Required action: Return all lines of the records that contain the word "below".

Saved entries:
══════
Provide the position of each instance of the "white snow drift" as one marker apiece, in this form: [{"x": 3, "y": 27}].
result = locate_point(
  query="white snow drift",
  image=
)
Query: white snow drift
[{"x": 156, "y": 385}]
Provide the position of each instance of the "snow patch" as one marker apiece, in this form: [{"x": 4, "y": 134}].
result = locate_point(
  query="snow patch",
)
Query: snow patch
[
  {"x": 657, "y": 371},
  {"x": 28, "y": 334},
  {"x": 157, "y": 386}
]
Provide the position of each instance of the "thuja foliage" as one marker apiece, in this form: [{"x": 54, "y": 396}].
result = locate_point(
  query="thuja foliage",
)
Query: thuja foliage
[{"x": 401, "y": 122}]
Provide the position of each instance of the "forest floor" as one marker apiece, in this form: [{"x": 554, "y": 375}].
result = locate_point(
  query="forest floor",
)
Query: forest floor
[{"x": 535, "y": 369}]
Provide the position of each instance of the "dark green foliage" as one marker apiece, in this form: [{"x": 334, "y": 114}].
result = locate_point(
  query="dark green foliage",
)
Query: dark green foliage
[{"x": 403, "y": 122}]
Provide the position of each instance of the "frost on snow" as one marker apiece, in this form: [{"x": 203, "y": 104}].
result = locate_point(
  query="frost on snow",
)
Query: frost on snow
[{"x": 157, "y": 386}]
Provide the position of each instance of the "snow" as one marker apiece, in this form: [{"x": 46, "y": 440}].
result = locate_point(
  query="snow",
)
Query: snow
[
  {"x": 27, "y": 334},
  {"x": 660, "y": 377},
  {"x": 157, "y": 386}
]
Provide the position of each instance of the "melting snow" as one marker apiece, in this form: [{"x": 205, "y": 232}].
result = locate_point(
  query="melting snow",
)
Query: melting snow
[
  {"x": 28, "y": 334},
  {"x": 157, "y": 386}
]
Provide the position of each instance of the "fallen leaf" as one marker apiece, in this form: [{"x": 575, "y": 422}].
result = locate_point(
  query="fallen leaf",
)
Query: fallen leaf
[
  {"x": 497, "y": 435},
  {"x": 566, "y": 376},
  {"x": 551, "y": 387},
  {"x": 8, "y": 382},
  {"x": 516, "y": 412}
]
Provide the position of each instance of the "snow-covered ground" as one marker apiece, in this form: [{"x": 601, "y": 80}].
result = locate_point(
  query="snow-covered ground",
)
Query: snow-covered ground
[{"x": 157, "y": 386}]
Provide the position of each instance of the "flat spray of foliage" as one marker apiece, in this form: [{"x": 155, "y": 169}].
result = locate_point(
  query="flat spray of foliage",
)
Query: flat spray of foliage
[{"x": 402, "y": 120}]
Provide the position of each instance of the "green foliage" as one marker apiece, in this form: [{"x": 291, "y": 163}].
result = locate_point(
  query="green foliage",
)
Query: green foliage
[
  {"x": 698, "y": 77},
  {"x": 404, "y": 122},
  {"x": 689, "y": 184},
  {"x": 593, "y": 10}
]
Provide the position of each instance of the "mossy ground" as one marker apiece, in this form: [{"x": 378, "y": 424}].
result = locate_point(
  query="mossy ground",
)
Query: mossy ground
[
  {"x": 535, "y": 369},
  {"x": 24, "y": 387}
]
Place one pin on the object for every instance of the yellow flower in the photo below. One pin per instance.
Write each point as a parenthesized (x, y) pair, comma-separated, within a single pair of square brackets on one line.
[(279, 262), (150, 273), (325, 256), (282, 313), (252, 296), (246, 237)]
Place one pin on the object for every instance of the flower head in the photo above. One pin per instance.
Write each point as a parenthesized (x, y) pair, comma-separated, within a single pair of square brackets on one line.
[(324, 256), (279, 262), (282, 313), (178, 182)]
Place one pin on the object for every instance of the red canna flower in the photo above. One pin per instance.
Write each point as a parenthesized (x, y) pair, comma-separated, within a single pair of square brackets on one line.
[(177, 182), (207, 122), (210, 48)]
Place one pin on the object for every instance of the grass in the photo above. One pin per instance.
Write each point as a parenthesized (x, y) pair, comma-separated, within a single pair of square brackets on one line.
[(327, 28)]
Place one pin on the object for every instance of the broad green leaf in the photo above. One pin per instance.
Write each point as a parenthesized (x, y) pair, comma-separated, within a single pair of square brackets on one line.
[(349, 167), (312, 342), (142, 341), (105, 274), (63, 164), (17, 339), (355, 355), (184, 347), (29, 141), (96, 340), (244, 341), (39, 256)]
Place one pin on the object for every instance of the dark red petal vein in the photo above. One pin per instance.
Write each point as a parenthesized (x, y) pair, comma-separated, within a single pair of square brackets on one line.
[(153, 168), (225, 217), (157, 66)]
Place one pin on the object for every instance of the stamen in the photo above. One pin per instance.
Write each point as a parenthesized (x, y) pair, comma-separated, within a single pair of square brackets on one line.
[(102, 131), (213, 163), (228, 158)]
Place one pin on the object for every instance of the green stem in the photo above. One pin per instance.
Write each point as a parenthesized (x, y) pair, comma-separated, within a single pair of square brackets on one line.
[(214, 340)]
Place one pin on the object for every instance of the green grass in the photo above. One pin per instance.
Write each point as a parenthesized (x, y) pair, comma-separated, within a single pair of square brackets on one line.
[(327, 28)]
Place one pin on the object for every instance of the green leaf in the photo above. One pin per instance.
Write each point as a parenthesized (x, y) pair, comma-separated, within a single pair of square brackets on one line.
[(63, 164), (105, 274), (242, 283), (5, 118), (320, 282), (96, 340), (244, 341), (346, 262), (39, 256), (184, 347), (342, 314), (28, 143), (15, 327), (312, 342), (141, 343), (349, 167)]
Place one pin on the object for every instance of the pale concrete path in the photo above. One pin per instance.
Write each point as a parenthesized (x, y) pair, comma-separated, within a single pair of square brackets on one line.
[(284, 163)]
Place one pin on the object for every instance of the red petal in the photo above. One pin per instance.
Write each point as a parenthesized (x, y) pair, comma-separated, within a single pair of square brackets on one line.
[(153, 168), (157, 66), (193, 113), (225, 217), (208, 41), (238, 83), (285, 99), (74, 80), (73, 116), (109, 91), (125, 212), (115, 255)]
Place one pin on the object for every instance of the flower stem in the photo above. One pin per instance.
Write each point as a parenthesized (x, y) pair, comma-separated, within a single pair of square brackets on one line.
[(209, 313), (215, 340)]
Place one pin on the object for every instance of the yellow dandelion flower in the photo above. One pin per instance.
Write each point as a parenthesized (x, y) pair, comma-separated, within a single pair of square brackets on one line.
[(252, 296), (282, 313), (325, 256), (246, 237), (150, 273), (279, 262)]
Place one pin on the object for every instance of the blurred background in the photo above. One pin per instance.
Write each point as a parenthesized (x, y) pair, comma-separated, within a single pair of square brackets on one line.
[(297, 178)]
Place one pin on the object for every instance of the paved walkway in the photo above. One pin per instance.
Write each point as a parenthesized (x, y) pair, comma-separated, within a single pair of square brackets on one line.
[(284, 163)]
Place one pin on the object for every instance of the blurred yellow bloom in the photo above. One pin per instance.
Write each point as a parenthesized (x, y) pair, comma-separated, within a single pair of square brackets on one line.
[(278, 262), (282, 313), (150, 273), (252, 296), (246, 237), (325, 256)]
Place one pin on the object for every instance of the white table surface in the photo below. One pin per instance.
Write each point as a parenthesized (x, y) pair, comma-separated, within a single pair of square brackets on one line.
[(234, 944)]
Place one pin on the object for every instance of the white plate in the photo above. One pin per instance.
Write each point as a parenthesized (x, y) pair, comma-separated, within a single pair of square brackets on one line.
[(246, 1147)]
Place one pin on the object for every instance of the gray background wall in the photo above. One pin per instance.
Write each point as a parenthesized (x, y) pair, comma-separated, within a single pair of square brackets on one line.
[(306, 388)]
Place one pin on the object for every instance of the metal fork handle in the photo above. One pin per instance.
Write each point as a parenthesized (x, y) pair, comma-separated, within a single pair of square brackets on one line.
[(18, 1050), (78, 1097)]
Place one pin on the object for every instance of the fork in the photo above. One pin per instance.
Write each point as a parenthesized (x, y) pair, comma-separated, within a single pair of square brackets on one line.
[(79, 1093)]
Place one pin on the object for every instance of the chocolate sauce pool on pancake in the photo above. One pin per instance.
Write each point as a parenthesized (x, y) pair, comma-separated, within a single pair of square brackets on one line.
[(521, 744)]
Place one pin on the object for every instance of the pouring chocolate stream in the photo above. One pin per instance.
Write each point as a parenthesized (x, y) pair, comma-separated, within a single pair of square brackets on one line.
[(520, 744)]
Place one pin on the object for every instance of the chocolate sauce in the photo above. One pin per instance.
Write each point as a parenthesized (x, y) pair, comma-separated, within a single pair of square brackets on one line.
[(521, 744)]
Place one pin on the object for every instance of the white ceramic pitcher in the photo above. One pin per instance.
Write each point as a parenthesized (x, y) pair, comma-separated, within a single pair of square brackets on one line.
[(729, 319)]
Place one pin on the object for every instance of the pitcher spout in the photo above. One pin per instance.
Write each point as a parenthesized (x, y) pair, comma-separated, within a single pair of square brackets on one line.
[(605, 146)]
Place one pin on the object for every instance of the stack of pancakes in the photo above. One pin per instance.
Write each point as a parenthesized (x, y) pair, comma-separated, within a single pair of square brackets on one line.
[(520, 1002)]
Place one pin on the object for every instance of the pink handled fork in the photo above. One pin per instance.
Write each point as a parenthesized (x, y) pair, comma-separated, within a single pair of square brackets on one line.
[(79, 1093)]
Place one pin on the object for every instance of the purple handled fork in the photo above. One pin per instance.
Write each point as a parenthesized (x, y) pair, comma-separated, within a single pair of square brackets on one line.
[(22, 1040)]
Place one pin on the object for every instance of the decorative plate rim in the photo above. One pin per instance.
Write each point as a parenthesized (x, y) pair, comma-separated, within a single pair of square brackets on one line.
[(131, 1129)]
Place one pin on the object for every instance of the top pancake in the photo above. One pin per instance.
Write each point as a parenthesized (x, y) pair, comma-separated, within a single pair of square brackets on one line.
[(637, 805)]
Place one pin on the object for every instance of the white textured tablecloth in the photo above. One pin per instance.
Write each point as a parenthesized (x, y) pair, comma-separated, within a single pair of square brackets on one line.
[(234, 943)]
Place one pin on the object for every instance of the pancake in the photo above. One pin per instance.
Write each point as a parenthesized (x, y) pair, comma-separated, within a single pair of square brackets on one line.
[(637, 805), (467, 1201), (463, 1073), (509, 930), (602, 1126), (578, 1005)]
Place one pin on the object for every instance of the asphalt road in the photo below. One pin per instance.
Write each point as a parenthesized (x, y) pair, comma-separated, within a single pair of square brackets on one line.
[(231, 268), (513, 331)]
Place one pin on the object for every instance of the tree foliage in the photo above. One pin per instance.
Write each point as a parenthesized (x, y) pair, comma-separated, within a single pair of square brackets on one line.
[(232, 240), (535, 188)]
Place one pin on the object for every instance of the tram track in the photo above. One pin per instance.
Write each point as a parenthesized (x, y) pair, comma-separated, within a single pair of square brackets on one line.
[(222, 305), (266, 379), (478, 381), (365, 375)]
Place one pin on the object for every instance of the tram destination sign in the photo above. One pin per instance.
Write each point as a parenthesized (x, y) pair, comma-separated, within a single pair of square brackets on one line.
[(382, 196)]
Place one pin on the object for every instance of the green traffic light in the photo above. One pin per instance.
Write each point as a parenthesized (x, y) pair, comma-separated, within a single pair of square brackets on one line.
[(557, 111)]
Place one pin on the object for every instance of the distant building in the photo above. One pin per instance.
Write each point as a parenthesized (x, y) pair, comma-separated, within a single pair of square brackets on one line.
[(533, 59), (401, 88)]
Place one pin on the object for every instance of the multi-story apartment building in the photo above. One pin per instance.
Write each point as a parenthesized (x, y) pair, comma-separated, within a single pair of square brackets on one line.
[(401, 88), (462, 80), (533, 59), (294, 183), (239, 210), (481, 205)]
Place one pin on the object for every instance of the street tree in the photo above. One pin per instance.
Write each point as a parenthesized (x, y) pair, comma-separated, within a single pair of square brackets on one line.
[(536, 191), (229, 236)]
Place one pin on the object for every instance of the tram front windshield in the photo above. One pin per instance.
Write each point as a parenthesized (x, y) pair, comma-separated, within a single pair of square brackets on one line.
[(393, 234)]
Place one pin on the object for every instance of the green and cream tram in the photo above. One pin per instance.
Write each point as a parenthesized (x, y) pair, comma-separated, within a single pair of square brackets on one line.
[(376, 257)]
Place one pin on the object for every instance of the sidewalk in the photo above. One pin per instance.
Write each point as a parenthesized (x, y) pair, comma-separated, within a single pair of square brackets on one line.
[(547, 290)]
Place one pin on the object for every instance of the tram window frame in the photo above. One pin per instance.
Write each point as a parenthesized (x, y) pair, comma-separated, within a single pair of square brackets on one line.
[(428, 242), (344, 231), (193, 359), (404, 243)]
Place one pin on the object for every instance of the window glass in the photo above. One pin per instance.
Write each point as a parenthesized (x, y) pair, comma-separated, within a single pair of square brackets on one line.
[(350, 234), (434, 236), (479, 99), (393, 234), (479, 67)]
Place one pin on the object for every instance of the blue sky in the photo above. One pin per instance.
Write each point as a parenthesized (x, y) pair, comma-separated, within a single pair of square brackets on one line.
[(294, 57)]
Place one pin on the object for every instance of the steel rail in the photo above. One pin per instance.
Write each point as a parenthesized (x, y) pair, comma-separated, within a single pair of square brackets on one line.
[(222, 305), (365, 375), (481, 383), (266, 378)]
══════
Task answer:
Place one pin on the object for every instance of the yellow flower in the photo below. One pin per instance.
Place one pin on the object for every instance of the white table surface in the photo below. One pin per instance.
Place one pin on the object for every instance of the asphalt road in the photo below. One pin per instance.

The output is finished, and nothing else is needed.